## Given text
----
Information Geometry

Information Geometry is the study of statistical manifolds, where each point represents a hypothesis about a state of affairs. In statistics, a hypothesis corresponds to a probability distribution, and in quantum mechanics, it corresponds to a mixed state.

The Fisher information metric is used to measure distances and angles in these manifolds.

# Definitions

Information geometry (IG) is a field that explores the world of information using modern geometry. It geometrically investigates information sciences, providing a differential-geometric structure on manifolds useful for statistical decision rules, including applications in neural networks and statistical mechanics.

• Information Manifold: An information manifold $(M, g, \nabla, \nabla^\ast)$ is equipped with both a metric tensor field $g$ and an affine connection $\nabla$, along with a dual structure $(M, g, \nabla^*)$.
• Metric Tensor Fields: The metric tensor field $g$ defines a smooth symmetric positive-definite bilinear form on the tangent bundle, allowing the measurement of vector magnitudes and angles. The dual metric tensor $g^*$ is defined as: $$g_{ij} = \langle e_i, e_j \rangle, \quad g^{*}_{ij} = \langle e^*_i, e^*_j \rangle.$$
• Affine Connection: The affine connection $\nabla$ is a differential operator that defines the covariant derivative operator, parallel transport, $\nabla$-geodesics, and the intrinsic curvature and torsion of the manifold.
• Conjugate Connection Manifolds: These are information manifolds $(M, g, \nabla, \nabla^*)$ that present dualistic structures, including statistical manifolds $(M, g, C)$, where $C$ denotes a cubic tensor.
• Fisher Information Metric: In the context of parametric family of probability models, the Fisher information metric is coupled to the exponential connection $e \nabla$ and the mixture connection $m \nabla$, forming dual connections. It is the unique invariant metric (up to a scaling factor).

## Manifold Structure Hierarchy

Manifold Structure in Information Geometry

 Smooth Manifold $M$ Manifold with a Metric Tensor $(M, g)$ Affine Connection $(M, g, \nabla)$ Information Manifold $(M, g, \nabla, \nabla^\ast)$ $\to$ $\to$ $\to$ $\nabla^g$-Connection Divergence $\nabla^D$ Amari's α-Connection Conjugate Connection Manifolds Connections coupled to $g$ Dual parallel transport on $g$

# Theorems and Facts

• Fundamental Theorem of Riemannian Geometry: This theorem states the existence of a unique torsion-free Levi-Civita connection compatible with the metric, derived from the metric tensor.
----
## Extracted data

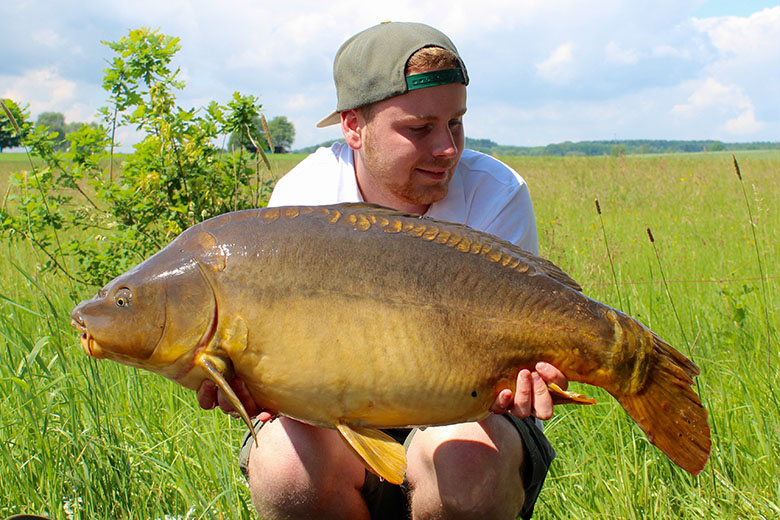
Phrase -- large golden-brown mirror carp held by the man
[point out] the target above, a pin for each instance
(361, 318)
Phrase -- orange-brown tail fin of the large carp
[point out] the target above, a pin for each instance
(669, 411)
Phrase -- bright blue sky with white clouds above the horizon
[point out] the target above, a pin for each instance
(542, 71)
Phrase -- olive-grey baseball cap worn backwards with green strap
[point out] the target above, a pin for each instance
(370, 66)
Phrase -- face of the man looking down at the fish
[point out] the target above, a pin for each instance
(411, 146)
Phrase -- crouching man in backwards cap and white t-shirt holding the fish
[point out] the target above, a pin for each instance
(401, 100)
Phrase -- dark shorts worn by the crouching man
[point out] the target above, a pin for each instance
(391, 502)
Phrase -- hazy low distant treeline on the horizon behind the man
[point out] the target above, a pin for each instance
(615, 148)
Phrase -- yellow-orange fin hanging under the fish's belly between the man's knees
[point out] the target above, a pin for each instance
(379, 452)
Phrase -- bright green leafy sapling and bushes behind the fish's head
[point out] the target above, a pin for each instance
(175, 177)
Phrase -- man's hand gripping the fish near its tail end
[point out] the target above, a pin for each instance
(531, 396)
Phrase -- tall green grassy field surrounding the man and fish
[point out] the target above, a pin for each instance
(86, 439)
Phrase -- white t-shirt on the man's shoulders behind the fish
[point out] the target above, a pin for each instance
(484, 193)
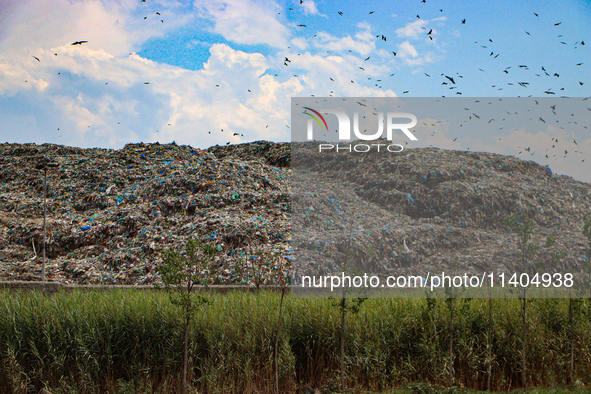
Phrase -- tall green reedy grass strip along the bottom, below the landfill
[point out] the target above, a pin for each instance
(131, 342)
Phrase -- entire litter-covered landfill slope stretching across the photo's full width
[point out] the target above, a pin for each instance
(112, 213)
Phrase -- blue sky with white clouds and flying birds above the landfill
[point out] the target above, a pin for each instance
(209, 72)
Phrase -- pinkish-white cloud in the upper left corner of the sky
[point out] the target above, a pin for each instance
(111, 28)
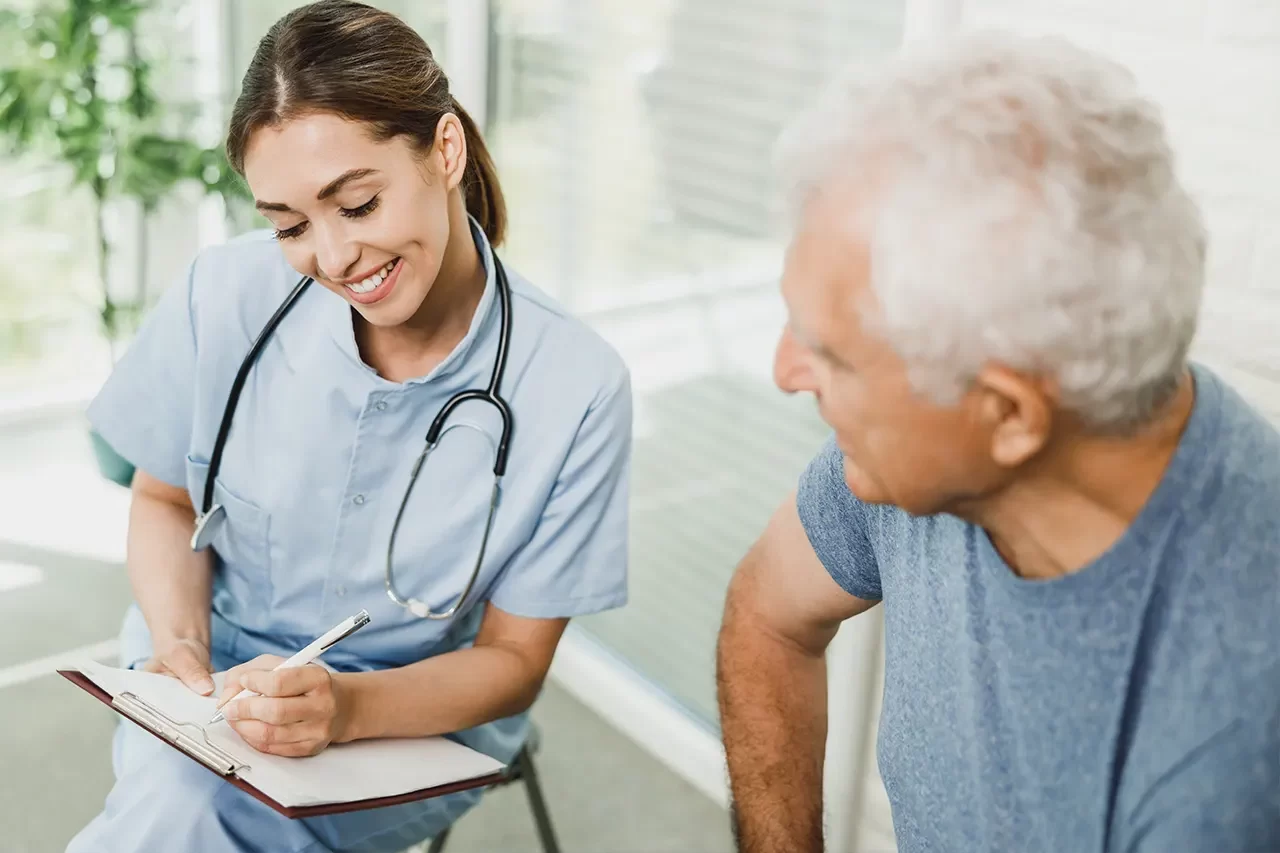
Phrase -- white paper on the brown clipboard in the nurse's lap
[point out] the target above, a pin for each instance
----
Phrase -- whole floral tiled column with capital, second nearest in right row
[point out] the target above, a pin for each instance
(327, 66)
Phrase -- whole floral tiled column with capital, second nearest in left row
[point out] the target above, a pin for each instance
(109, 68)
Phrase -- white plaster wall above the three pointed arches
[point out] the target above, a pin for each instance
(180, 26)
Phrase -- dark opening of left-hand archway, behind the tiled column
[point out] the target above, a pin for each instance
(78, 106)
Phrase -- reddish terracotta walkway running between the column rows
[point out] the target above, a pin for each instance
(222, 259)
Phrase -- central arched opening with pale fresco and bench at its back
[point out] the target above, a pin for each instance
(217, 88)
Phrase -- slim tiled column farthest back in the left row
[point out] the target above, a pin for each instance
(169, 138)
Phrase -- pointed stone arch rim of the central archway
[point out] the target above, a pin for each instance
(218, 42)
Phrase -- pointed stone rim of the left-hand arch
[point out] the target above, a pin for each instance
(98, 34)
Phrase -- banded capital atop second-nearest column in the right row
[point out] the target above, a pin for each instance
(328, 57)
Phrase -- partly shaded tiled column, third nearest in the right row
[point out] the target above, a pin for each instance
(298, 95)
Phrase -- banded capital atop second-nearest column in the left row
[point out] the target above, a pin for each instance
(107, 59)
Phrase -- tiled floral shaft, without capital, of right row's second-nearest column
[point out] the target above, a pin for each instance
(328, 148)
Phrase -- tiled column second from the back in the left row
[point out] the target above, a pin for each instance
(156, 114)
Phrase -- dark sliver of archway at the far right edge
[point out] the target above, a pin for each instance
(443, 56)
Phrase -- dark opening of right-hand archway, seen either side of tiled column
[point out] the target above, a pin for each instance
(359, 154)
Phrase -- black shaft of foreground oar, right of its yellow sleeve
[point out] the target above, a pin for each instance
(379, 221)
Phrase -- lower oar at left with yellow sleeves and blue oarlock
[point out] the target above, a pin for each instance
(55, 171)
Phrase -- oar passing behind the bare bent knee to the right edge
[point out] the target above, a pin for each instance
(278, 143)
----
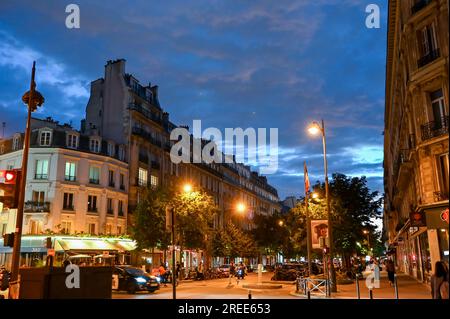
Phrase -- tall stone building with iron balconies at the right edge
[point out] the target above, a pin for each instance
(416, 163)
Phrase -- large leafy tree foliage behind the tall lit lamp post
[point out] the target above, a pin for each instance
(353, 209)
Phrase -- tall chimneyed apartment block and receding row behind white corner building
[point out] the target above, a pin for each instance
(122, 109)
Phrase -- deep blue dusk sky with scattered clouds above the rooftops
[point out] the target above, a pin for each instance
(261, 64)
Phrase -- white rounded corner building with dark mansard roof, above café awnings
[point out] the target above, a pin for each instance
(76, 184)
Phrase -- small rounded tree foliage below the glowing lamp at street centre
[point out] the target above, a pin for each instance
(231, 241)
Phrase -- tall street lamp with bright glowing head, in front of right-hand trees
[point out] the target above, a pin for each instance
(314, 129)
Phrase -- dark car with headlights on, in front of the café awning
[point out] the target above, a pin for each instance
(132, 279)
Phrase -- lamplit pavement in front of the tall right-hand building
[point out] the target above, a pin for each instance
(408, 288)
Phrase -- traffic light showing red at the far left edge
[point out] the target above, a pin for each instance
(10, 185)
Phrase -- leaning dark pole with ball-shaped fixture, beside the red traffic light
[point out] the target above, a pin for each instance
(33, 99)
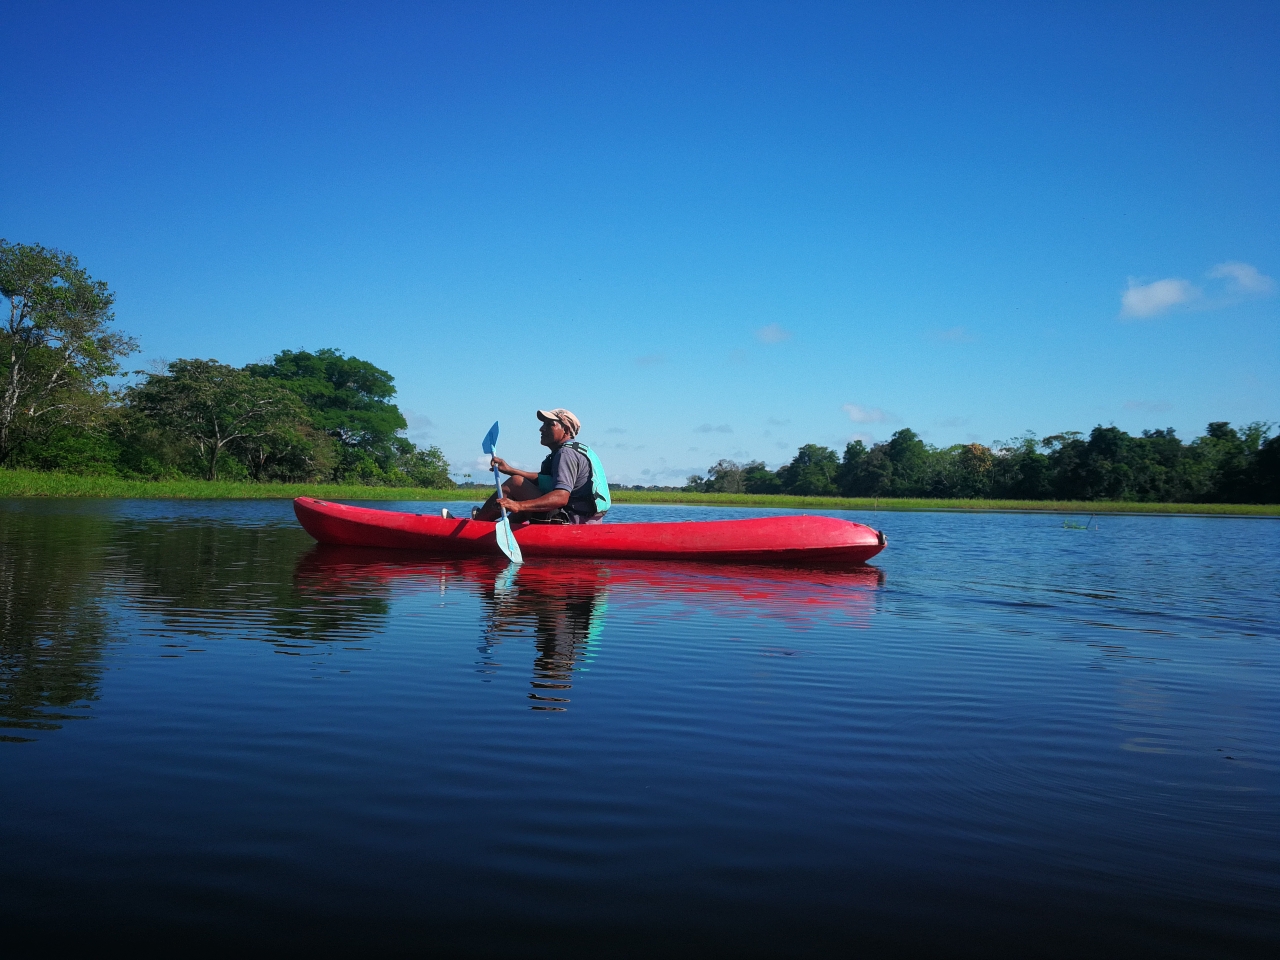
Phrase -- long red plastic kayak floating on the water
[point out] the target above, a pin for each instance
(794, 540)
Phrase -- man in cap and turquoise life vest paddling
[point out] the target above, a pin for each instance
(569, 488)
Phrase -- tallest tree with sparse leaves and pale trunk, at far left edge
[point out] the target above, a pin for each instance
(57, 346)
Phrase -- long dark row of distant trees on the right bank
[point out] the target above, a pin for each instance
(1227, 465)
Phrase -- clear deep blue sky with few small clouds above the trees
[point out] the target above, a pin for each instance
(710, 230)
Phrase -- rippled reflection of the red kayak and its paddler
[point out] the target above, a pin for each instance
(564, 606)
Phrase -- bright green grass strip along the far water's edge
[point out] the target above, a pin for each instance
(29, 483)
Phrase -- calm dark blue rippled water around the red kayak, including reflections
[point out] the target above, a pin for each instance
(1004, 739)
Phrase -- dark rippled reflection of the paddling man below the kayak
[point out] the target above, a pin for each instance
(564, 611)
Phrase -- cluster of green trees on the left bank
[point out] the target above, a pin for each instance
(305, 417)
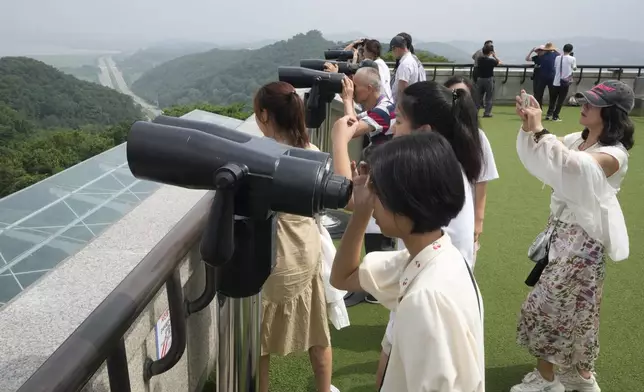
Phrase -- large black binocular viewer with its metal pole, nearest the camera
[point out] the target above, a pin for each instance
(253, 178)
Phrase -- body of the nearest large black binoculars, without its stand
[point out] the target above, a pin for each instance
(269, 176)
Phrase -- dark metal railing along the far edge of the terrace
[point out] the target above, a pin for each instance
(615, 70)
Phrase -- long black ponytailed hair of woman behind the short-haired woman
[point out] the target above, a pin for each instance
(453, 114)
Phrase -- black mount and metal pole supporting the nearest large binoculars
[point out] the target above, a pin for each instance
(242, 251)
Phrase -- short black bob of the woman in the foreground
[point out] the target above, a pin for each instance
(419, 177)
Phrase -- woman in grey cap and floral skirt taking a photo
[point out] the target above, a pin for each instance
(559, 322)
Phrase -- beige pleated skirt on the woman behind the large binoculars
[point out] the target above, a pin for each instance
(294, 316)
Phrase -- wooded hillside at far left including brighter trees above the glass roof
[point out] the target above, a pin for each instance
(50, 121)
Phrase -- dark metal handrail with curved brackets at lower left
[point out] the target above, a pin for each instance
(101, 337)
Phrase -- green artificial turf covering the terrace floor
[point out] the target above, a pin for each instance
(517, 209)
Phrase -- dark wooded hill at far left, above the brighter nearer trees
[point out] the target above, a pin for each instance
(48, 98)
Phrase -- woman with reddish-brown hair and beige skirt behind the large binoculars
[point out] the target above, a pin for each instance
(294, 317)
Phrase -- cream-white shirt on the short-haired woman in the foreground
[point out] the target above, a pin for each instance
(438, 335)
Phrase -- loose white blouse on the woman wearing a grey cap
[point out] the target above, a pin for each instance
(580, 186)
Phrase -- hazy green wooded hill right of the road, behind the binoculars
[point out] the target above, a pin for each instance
----
## What needs to be done
Write the next part of the information geometry text, starting right after its entry on the Fundamental Theorem of Riemannian Geometry. The material has no connection to the information geometry text.

## Expected answer
• Dually Flat Manifolds: When considering Bregman divergences, dually flat manifolds are obtained, and the dualistic structure of statistical manifolds can be applied to mathematical programming and neural network optimization.
• Statistical Invariance: The Fisher information metric is the unique invariant metric, and the f-divergences are the unique separable invariant divergences.

# Statistical Manifolds

Main article: statistical manifold

A statistical manifold is a space where each point represents a hypothesis about some state of affairs. In classical statistics, this corresponds to a probability distribution, while in quantum mechanics, it corresponds to a mixed state. In neural networks, statistical manifolds provide a geometric framework for understanding and improving learning algorithms.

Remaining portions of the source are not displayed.